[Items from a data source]
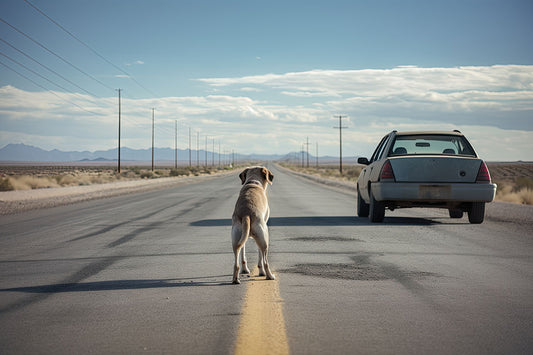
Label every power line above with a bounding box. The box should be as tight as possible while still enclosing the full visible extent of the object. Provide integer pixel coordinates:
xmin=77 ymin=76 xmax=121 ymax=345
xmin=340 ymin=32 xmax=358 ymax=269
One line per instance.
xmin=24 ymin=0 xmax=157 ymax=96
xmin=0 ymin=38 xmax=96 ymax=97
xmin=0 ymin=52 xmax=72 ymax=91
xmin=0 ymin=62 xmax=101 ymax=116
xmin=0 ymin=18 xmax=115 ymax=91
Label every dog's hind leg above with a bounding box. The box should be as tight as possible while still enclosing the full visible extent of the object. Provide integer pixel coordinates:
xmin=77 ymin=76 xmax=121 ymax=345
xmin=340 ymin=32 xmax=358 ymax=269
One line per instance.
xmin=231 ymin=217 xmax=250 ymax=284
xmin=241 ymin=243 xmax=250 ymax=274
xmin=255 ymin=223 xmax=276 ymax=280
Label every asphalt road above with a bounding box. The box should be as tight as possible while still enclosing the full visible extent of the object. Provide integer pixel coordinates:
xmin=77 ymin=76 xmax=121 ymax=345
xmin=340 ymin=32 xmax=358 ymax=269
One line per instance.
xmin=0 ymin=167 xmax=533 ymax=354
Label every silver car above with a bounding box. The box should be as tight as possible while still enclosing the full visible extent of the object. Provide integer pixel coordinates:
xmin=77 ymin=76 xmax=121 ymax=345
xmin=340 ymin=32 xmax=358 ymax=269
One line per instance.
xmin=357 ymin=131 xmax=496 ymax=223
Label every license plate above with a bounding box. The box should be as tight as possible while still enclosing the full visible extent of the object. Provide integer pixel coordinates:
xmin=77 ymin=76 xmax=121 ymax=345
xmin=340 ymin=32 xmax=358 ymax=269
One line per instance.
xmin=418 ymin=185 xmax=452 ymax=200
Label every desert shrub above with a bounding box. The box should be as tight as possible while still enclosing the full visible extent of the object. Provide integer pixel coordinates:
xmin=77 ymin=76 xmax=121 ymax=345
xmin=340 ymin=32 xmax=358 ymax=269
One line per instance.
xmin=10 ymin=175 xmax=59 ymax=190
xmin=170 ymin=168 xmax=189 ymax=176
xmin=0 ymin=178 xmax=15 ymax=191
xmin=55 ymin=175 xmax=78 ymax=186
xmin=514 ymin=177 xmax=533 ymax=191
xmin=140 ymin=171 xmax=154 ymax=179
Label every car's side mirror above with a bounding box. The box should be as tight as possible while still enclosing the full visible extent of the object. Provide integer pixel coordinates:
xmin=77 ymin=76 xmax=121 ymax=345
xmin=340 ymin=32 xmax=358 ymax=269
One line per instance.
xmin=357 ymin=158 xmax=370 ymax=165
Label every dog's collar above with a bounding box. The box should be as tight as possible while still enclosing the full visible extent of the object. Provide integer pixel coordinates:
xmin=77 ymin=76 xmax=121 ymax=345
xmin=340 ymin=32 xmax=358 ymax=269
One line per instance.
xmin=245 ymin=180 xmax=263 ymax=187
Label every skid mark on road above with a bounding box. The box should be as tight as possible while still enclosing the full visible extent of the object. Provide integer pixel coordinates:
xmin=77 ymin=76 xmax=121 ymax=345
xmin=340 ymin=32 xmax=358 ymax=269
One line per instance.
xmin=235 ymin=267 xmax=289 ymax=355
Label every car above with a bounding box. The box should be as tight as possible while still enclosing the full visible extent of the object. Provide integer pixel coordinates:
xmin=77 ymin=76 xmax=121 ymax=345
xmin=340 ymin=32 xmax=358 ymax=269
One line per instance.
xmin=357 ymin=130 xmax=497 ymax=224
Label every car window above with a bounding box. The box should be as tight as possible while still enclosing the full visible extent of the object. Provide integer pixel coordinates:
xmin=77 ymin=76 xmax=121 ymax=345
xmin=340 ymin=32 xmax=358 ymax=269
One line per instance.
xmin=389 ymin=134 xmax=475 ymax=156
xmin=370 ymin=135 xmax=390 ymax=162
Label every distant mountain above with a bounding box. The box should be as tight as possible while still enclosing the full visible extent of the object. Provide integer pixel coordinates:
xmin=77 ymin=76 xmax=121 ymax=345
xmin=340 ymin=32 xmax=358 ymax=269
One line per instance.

■ **PROBLEM DETAILS**
Copy out every line of the items above with no changes, omitting the pictures.

■ **WRITTEN ANSWER**
Label every power line above with a bounding box. The box should be as tight as possible while still enclosing the full visible extent of the object. Provide integer pixel coordinates:
xmin=77 ymin=76 xmax=121 ymax=345
xmin=340 ymin=32 xmax=358 ymax=269
One line per instance.
xmin=24 ymin=0 xmax=157 ymax=96
xmin=0 ymin=38 xmax=96 ymax=97
xmin=0 ymin=52 xmax=72 ymax=91
xmin=0 ymin=62 xmax=101 ymax=116
xmin=0 ymin=18 xmax=115 ymax=91
Label every dog's hind leg above with a bounding box. The box should be as tight as possible while still enclosing the full visible extent of the object. Provide integer pixel coordinates:
xmin=77 ymin=76 xmax=121 ymax=345
xmin=340 ymin=32 xmax=358 ymax=269
One line per instance.
xmin=231 ymin=217 xmax=250 ymax=284
xmin=241 ymin=243 xmax=250 ymax=274
xmin=255 ymin=223 xmax=276 ymax=280
Label every asphalt road above with a bounding box. The box should be as tight as possible while still enclosing the full visible extent of the object. Provide integer pixel coordinates:
xmin=77 ymin=76 xmax=121 ymax=345
xmin=340 ymin=32 xmax=358 ymax=269
One line per instance.
xmin=0 ymin=167 xmax=533 ymax=354
Label every silver car above with a bounding box. The box should be as tight as possible while still enclosing the full visible extent of the object. Provide integer pixel coordinates:
xmin=77 ymin=76 xmax=121 ymax=345
xmin=340 ymin=32 xmax=358 ymax=269
One line per instance.
xmin=357 ymin=131 xmax=496 ymax=223
Label every license plate above with a bounding box. The box should be as tight as possible while still enclosing the full visible extent of the object. Provide integer pixel coordinates:
xmin=77 ymin=76 xmax=121 ymax=345
xmin=340 ymin=32 xmax=358 ymax=269
One line per instance.
xmin=418 ymin=185 xmax=452 ymax=200
Label every desert shrub above with a bounding box. The box should be as tight as possible while still enclosing the full visible extent of the object. Provide integer pixel coordinates:
xmin=77 ymin=76 xmax=121 ymax=345
xmin=340 ymin=32 xmax=358 ymax=269
One line per instance.
xmin=10 ymin=175 xmax=59 ymax=190
xmin=170 ymin=168 xmax=189 ymax=176
xmin=0 ymin=178 xmax=15 ymax=191
xmin=55 ymin=175 xmax=78 ymax=186
xmin=514 ymin=177 xmax=533 ymax=191
xmin=140 ymin=171 xmax=154 ymax=179
Label every car's side mirror above with a bounding box. The box should be as tight as possible while still enclosing the full visible extent of the object. Provide integer pixel coordinates:
xmin=77 ymin=76 xmax=121 ymax=345
xmin=340 ymin=32 xmax=358 ymax=269
One line per instance.
xmin=357 ymin=158 xmax=370 ymax=165
Label every dog's collar above with a bounding box. The box should be as tight as possible while still enclosing the full visible extent of the object. Provide integer pixel coordinates:
xmin=77 ymin=76 xmax=121 ymax=345
xmin=340 ymin=32 xmax=358 ymax=269
One line per instance.
xmin=245 ymin=180 xmax=263 ymax=187
Label every skid mark on road above with a bounding box. The box should be as tight as possible while still enclosing the full visible extent of the object. Provide integer pixel coordinates:
xmin=77 ymin=76 xmax=121 ymax=345
xmin=340 ymin=32 xmax=358 ymax=269
One line per instance.
xmin=235 ymin=267 xmax=289 ymax=355
Label every car above with a bounding box. The box should be as tight as possible while still enclosing the full visible extent of the object. Provide integer pixel coordinates:
xmin=77 ymin=76 xmax=121 ymax=345
xmin=340 ymin=32 xmax=358 ymax=269
One line per instance.
xmin=357 ymin=130 xmax=497 ymax=224
Label every car window above with a bounding box. The box should be as tight as possible while still enclosing the full visible extent of the object. Provide integer pixel coordinates:
xmin=77 ymin=76 xmax=121 ymax=345
xmin=340 ymin=32 xmax=358 ymax=269
One line per instance.
xmin=389 ymin=134 xmax=475 ymax=156
xmin=370 ymin=135 xmax=390 ymax=162
Label every distant mountain above with a bounding box. The box should be as tight as possible while still enclosing the full visible extent of the object. Provide integer pixel coordinates:
xmin=77 ymin=76 xmax=121 ymax=345
xmin=340 ymin=32 xmax=358 ymax=269
One line per instance.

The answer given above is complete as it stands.